— start —
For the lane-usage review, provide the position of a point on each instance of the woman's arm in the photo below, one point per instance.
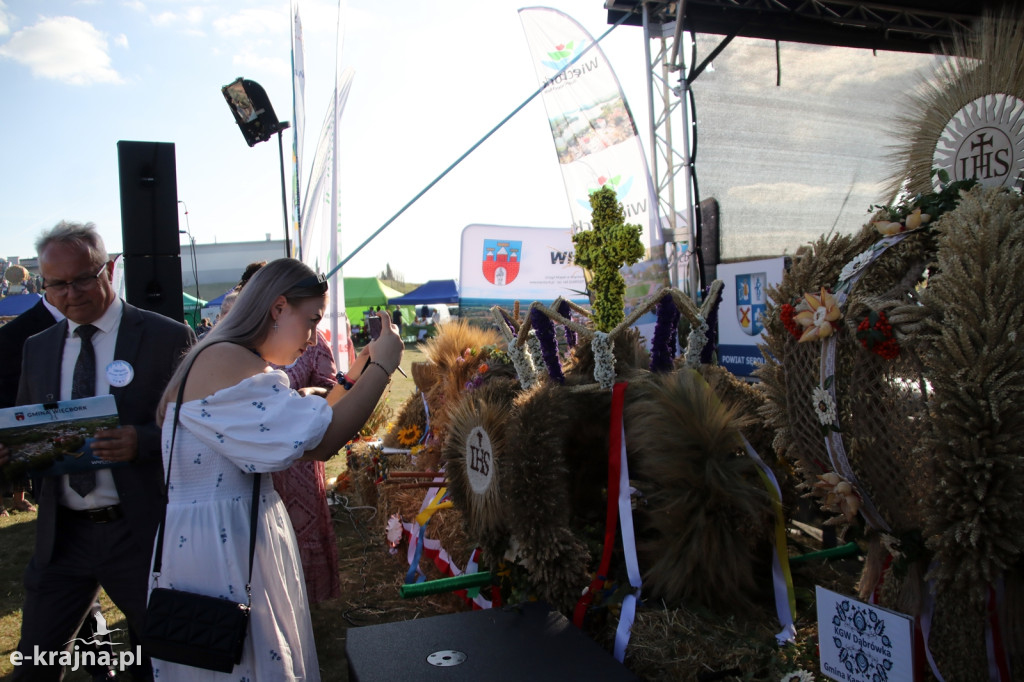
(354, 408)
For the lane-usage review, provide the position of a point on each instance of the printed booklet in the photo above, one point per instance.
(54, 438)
— end —
— start —
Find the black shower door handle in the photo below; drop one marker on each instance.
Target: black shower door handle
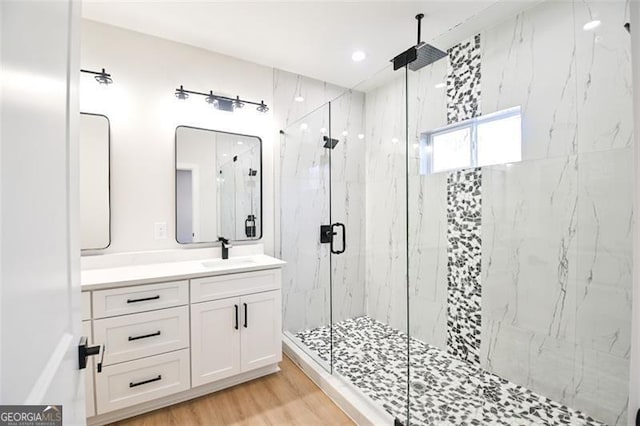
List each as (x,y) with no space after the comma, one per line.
— end —
Problem
Please convert the stretch of the listing from the line that contains "Find the black" through the line that contains "List each as" into a Markdown table with the columns Row and Line, skipping blank lines and leaving out the pictures.

Result
| Row | Line |
|---|---|
| 1 | Find the black shower door handle in the photo below; drop one marker on each instance. |
| 2 | Target: black shower door handle |
| 3 | List each as (x,y) with no space after the comma, one per line. |